50mm F1.4を装着。フルサイズの単焦点レンズが脚光を浴びそうだ 16mm F2.8 Fisheyeもちゃんと対角魚眼になる

 上面右手側のボタンのうち、手前のホワイトバランスとISO感度は、親指で押しながら前ダイヤルで操作する。そのほかの露出補正ボタンとドライブボタンは、人差し指で押しながら、後ろダイヤルで数値を調整、といった操作になる。

 メニューには、ミドルクラス以上で必須となりつつあるAF微調整機能もある。装着レンズのAFでの合焦位置を-20から+20の範囲で設定可能。設定値はボディに記録され、レンズを再装着すると、以前設定した微調整が自動的にオンになる。30本までのレンズを登録可能だ。

 フォーカシングスクリーンはユーザーによる交換が可能。3タイプから選択できる。設定メニューには、装着したスクリーンを指定する機能があるが、これはスクリーンごとの露出誤差を補正するものだという。

 そのほか細かい新機能としては、ミラーアップ機能、アイピースシャッター、上面液晶パネルを装備。上面液晶パネルは、コニカミノルタ時代のデジタルαを含め、初めての搭載となる。


35mm判フルサイズ(左)とAPS-Cサイズ相当(右)の撮像素子 手ブレ補正ユニット。フルサイズでも手ブレ補正とごみ取りが効く

ミラーボックスももちろんフルサイズ仕様 画像処理エンジン「BIONZ」を2系統搭載

ファインダー光学系。ペンタプリズム下にコンデンサーレンズが見える デジタルαとして初めて上面液晶パネルを装備。表示はシンプル

モードダイヤルもシンプルだ。最近のαの例に習い、ロック機構はない バッテリーはα700やα350などと同じ「NP-FM500H」

• データの内容
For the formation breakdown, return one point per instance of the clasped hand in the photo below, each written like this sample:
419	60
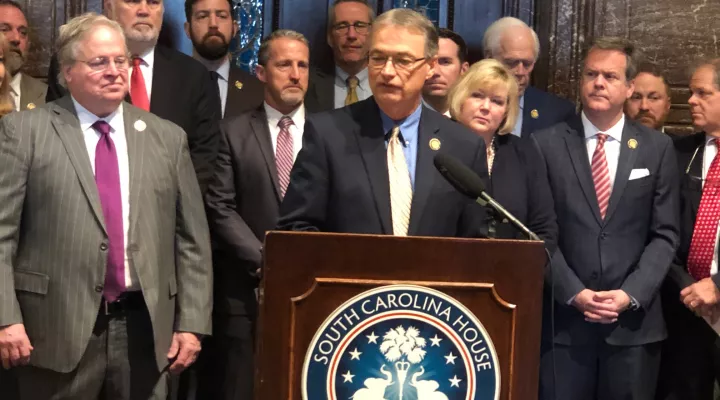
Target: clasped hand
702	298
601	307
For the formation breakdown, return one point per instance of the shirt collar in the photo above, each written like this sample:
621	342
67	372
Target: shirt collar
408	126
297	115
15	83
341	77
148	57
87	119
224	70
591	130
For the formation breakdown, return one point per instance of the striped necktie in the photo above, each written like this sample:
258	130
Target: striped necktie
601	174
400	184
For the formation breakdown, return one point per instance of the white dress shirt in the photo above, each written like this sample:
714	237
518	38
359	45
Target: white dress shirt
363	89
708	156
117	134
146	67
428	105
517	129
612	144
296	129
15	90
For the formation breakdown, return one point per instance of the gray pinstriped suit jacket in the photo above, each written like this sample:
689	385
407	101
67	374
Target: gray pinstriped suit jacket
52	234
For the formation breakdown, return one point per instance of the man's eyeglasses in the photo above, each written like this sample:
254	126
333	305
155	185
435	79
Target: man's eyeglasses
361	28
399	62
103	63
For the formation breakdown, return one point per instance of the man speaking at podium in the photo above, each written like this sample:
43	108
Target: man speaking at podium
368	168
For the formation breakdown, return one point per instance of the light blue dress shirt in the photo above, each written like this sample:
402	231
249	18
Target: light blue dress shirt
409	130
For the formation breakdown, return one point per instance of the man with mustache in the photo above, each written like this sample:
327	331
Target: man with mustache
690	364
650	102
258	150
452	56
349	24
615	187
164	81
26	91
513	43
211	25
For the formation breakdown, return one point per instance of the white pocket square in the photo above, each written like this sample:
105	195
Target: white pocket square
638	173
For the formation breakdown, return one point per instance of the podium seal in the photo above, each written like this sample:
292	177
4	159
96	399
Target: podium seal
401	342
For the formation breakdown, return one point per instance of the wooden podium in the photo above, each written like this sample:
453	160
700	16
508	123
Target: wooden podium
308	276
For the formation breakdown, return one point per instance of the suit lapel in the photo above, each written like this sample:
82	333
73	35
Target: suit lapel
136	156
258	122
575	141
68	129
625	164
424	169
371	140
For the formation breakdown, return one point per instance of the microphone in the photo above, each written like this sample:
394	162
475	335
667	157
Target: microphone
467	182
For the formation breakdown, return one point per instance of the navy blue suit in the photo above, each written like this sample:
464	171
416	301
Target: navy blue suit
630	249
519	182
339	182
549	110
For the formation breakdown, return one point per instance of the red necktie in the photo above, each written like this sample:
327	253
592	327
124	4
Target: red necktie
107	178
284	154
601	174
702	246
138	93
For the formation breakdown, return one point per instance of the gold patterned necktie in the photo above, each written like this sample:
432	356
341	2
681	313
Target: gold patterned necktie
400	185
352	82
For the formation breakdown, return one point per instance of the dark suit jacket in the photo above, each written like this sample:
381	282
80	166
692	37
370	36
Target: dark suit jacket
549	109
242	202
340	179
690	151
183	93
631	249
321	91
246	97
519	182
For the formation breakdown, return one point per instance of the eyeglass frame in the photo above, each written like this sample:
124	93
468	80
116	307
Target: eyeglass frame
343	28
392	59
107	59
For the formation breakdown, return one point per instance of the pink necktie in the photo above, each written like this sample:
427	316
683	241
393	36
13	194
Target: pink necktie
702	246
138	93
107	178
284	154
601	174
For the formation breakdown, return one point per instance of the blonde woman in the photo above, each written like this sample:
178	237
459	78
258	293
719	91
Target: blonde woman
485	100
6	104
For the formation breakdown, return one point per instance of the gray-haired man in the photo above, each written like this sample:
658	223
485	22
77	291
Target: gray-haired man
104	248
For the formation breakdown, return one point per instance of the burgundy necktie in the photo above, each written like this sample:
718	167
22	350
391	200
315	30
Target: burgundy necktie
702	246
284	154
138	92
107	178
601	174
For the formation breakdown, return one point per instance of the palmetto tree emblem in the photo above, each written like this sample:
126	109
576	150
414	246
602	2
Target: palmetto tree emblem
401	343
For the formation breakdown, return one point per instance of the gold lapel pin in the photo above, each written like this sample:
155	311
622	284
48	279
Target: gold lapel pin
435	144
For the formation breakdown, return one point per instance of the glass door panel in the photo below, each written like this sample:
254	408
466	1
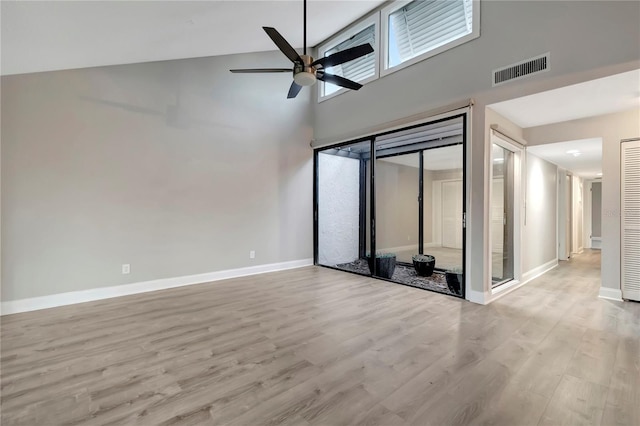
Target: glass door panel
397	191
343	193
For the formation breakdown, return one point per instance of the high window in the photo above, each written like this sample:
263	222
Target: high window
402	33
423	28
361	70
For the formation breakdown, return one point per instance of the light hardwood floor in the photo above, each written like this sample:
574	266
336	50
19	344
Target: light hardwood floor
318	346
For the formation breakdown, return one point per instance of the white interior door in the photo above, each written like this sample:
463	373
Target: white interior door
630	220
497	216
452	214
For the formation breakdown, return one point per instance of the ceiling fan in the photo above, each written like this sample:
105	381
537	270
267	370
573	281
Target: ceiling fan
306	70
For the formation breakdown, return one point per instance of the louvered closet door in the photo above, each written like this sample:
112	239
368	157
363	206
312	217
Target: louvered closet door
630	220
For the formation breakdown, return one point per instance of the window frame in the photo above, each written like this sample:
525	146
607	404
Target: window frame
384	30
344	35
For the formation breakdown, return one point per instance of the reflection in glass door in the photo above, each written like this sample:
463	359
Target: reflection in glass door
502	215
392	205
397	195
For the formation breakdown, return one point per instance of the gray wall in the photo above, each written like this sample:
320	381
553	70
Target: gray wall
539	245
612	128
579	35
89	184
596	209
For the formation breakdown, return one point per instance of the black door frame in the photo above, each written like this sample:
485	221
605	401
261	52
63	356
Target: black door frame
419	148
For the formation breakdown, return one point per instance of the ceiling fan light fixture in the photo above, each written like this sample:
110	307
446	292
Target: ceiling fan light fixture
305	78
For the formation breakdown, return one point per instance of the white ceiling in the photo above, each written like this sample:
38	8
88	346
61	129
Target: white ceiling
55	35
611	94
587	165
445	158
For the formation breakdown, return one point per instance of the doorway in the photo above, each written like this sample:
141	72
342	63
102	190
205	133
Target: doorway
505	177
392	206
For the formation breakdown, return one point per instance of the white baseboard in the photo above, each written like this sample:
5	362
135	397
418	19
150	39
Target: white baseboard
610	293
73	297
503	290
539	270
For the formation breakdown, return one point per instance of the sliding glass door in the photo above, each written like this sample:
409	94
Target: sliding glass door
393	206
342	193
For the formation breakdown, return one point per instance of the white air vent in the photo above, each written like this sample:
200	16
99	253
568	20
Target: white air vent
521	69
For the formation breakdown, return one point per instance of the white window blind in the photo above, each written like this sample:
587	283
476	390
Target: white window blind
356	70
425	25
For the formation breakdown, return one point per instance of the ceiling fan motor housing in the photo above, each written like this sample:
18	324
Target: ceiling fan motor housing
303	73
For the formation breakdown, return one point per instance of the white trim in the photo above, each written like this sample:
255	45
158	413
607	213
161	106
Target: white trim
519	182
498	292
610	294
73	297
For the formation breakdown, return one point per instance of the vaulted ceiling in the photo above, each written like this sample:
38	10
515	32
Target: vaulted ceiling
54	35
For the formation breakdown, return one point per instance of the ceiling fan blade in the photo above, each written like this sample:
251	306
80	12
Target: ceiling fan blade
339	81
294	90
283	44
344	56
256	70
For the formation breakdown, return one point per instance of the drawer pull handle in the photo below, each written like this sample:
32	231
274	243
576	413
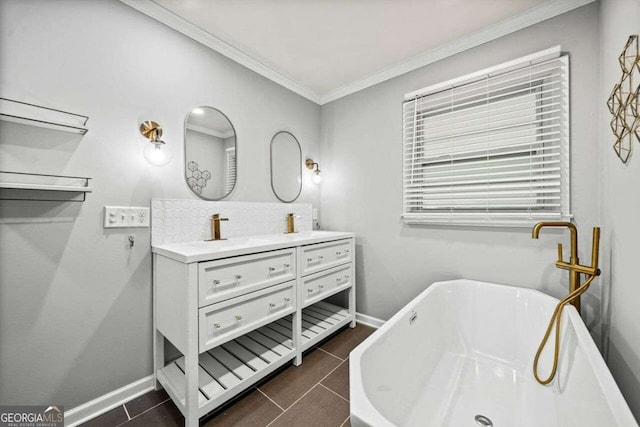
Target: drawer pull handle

• 取り組む課題
#1 引用文のうち、「35mm判フルサイズ(左)と」を含む語句で始まり「と同じ「NP-FM500H」」で終わる部分を、そのまま書き写す。
#2 引用文をもとに、次の問いに答える。
(a) AF微調整機能では、何本までのレンズを登録できるか。
(b) フォーカシングスクリーンは、何タイプから選択できるか。
(c) バッテリーの型名は何か。

• 課題ごとの解答
#1
35mm判フルサイズ(左)とAPS-Cサイズ相当(右)の撮像素子 手ブレ補正ユニット。フルサイズでも手ブレ補正とごみ取りが効く

ミラーボックスももちろんフルサイズ仕様 画像処理エンジン「BIONZ」を2系統搭載

ファインダー光学系。ペンタプリズム下にコンデンサーレンズが見える デジタルαとして初めて上面液晶パネルを装備。表示はシンプル

モードダイヤルもシンプルだ。最近のαの例に習い、ロック機構はない バッテリーはα700やα350などと同じ「NP-FM500H」

#2
(a) 30本
(b) 3タイプ
(c) NP-FM500H